Instruction
Please count the lines in the material below that contain the string "hair", treating uppercase and lowercase as different, and reply with only that number.

(Location identification items)
▽

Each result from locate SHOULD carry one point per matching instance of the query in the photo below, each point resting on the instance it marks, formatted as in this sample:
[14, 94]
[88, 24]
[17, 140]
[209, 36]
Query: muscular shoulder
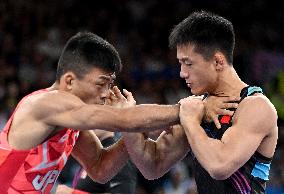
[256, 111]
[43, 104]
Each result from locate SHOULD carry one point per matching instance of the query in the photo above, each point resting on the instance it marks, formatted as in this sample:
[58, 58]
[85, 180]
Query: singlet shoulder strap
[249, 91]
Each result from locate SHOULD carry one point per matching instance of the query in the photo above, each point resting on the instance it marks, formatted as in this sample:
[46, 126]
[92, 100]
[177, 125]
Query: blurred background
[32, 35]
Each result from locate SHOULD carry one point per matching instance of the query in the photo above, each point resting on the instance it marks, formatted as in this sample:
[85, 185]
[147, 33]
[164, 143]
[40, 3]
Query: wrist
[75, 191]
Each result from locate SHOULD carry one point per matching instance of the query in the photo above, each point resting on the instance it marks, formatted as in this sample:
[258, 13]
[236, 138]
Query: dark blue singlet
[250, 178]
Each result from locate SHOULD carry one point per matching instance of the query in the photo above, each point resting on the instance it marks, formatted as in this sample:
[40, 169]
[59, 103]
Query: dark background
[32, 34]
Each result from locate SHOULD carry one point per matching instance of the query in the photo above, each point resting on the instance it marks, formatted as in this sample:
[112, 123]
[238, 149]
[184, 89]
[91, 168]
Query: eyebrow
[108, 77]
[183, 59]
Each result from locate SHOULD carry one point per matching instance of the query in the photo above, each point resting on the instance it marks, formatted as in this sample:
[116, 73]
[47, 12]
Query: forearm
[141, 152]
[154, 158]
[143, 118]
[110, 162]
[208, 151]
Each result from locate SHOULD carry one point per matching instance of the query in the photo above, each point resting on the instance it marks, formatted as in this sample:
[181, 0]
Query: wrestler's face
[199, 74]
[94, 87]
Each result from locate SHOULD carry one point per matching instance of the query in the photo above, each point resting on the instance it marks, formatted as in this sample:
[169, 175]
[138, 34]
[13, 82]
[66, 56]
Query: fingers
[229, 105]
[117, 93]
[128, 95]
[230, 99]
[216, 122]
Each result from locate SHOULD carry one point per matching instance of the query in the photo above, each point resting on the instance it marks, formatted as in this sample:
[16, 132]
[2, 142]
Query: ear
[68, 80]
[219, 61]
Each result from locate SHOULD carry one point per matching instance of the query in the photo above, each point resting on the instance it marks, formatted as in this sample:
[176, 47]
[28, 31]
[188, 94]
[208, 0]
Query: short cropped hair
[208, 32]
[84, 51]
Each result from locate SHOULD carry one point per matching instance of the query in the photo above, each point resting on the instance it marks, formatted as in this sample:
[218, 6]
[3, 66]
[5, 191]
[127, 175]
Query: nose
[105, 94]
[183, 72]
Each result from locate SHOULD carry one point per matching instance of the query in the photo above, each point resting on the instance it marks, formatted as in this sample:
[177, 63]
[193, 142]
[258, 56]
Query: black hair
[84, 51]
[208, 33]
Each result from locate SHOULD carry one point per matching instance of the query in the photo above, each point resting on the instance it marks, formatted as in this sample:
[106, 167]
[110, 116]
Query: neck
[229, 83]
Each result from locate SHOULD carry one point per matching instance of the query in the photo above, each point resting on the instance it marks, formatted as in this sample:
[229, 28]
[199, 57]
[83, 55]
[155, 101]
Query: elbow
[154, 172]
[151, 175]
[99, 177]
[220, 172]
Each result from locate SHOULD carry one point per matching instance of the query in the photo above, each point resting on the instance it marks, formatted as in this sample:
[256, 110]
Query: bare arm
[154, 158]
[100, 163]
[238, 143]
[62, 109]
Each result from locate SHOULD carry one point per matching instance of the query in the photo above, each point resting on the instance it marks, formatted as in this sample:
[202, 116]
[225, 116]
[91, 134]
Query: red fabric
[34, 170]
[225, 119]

△
▽

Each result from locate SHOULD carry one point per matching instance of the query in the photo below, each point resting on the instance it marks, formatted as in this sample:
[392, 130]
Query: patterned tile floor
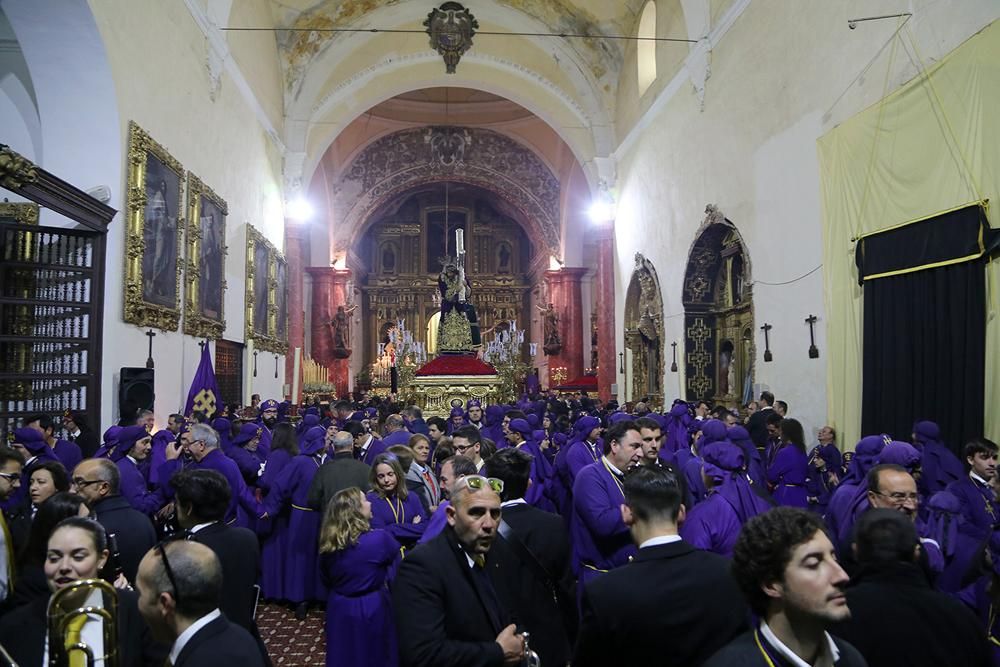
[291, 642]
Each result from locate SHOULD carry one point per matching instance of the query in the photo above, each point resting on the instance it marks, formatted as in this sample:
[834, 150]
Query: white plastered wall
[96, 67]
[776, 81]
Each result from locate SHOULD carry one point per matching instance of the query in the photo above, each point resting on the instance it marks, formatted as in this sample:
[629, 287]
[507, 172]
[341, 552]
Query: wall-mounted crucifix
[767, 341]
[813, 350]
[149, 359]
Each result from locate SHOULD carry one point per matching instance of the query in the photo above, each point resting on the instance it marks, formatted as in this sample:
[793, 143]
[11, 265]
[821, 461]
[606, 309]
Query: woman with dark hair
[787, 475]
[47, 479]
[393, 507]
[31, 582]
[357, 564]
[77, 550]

△
▽

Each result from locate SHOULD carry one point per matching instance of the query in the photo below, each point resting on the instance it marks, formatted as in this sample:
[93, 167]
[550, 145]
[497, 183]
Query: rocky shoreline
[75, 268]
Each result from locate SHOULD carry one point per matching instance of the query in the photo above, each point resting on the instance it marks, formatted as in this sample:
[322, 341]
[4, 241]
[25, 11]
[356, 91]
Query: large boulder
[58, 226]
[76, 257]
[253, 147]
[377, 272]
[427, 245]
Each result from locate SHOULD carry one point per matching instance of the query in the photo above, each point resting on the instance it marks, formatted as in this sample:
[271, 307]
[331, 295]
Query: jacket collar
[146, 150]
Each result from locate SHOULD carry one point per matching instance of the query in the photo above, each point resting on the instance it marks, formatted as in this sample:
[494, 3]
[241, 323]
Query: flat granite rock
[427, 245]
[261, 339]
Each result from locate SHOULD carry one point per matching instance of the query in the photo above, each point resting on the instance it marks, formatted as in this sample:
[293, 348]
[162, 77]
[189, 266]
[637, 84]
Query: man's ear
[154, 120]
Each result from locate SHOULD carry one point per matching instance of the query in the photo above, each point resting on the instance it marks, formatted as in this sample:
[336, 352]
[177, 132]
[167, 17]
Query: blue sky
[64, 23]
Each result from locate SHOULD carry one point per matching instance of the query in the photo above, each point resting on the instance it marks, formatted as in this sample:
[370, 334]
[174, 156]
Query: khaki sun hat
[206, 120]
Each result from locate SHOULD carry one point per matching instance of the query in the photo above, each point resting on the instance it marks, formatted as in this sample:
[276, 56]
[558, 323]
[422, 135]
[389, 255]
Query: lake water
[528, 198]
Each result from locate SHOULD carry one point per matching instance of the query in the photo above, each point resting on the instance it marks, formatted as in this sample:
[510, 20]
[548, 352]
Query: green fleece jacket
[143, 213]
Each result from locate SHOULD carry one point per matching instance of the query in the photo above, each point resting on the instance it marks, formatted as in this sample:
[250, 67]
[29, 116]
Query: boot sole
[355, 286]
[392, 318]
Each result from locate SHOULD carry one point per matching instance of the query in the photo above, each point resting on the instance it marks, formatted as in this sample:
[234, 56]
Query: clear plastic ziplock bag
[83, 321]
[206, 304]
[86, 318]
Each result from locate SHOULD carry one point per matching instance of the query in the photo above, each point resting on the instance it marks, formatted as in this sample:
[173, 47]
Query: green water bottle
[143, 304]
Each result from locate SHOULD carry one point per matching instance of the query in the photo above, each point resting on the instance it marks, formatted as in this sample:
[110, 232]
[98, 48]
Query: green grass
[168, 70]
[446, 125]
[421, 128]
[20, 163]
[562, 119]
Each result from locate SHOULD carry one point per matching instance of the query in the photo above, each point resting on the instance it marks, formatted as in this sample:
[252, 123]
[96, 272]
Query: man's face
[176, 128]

△

Answer for the task
3